(Records from a data source)
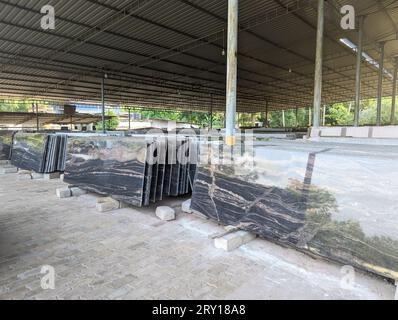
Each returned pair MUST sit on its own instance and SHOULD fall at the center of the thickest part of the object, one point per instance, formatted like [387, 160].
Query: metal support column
[394, 92]
[358, 72]
[211, 112]
[129, 119]
[319, 63]
[103, 103]
[380, 85]
[232, 70]
[37, 118]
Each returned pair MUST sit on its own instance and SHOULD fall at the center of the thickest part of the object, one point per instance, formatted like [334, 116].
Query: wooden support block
[107, 204]
[51, 176]
[77, 192]
[186, 206]
[8, 169]
[233, 240]
[63, 193]
[165, 213]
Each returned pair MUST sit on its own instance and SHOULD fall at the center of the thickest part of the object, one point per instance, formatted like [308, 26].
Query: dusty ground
[130, 254]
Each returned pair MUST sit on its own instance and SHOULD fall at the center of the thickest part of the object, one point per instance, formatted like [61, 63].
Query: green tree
[15, 106]
[111, 124]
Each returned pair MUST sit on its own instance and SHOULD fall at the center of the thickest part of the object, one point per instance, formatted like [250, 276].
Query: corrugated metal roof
[168, 53]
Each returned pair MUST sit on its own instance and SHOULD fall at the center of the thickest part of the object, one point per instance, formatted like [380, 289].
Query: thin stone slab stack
[334, 200]
[137, 170]
[39, 152]
[6, 139]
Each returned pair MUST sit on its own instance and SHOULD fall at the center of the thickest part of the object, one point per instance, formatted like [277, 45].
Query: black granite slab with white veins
[6, 140]
[111, 166]
[337, 201]
[28, 152]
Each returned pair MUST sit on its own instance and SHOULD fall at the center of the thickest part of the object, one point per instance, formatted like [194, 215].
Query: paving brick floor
[130, 254]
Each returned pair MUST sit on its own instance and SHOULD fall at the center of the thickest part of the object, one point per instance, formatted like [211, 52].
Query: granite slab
[111, 166]
[6, 140]
[337, 201]
[28, 152]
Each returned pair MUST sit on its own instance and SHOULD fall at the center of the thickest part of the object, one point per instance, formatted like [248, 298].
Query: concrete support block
[51, 176]
[233, 240]
[63, 193]
[8, 169]
[37, 176]
[77, 192]
[24, 175]
[107, 204]
[165, 213]
[186, 206]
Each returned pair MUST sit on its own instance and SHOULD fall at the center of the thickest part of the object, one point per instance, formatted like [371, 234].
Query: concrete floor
[130, 254]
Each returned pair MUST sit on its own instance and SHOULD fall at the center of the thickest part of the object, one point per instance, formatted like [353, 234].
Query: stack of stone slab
[137, 170]
[39, 152]
[334, 200]
[6, 140]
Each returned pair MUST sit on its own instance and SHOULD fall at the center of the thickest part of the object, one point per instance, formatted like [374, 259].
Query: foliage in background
[201, 119]
[110, 125]
[15, 106]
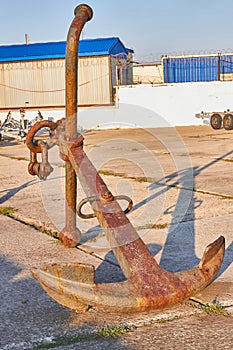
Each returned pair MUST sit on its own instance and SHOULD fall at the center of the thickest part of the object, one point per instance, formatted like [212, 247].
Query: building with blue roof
[33, 75]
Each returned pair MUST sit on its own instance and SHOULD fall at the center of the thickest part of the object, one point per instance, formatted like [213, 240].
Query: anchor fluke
[73, 285]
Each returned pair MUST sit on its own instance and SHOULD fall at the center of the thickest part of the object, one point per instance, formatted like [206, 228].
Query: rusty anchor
[147, 285]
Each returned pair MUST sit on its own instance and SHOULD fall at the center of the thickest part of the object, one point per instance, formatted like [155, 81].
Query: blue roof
[50, 50]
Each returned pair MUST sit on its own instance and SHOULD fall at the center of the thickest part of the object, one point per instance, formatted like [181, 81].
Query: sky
[150, 27]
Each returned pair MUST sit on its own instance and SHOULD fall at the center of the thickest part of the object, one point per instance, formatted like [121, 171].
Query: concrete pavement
[159, 169]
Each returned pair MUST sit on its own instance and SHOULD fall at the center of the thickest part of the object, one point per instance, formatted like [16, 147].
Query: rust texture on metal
[33, 144]
[83, 13]
[147, 285]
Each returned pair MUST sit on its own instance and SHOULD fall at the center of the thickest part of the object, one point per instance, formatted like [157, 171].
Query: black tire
[216, 121]
[228, 122]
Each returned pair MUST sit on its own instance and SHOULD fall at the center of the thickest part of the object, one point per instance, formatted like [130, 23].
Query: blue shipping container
[199, 68]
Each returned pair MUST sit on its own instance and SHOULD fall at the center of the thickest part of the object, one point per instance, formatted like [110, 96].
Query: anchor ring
[94, 199]
[33, 144]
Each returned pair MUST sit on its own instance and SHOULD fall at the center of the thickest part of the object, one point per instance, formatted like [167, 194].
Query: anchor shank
[120, 232]
[83, 13]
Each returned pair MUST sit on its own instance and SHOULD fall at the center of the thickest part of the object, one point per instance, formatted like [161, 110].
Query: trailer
[218, 120]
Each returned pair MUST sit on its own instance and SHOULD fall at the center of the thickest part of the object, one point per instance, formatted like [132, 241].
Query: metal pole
[70, 236]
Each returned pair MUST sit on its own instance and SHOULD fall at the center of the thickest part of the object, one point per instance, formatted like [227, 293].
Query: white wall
[156, 106]
[161, 105]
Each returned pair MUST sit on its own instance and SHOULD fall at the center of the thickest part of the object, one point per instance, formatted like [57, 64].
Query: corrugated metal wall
[199, 68]
[42, 83]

▸ Task prompt
Only the lines above from the one with "like [211, 52]." to the one with "like [213, 240]." should be printed, both included and exactly as written; no picture belongs in the copy.

▸ Completed exercise
Each returned pair MUST sit on its own instance and SHOULD fall at the center of the thickest part of the object, one point per instance, formatted like [211, 52].
Query: granite slab
[111, 166]
[6, 140]
[337, 201]
[28, 152]
Each returned pair MUST sit on its own instance and SHOULD fall at the center of the thickest part of the object, one point per instance, formatted like [248, 298].
Query: concrete support block
[51, 176]
[233, 240]
[63, 193]
[8, 169]
[37, 176]
[77, 192]
[24, 175]
[107, 204]
[165, 213]
[186, 206]
Each returned pair MUST sit on its own instance and SHOULD fall at the center of the thickest part of the object, one point per instance, formatted like [371, 234].
Query: concrete floor
[130, 254]
Each returned pair MUST sit on its own instance and SHOULD fall at the center of the thickest part of the object, one point per instance, formatted like [353, 234].
Query: stack of stone slab
[137, 170]
[39, 152]
[334, 200]
[6, 140]
Each returned pair MUST sit on its own instance and SHOULD fall at the center of the thickest part of the object, one point per instance, formatted like [374, 259].
Query: foliage in background
[201, 119]
[110, 125]
[15, 106]
Each returned pair MUST sit on its own instance and SHOULD fall at the center of the thickest part of the object, one point per instance, formatted like [212, 247].
Query: building with blue roof
[33, 75]
Each returned pair MUST sit on its own instance and SHOULD fall at the center of the thickest part of the object, one point per instance, formatted like [213, 240].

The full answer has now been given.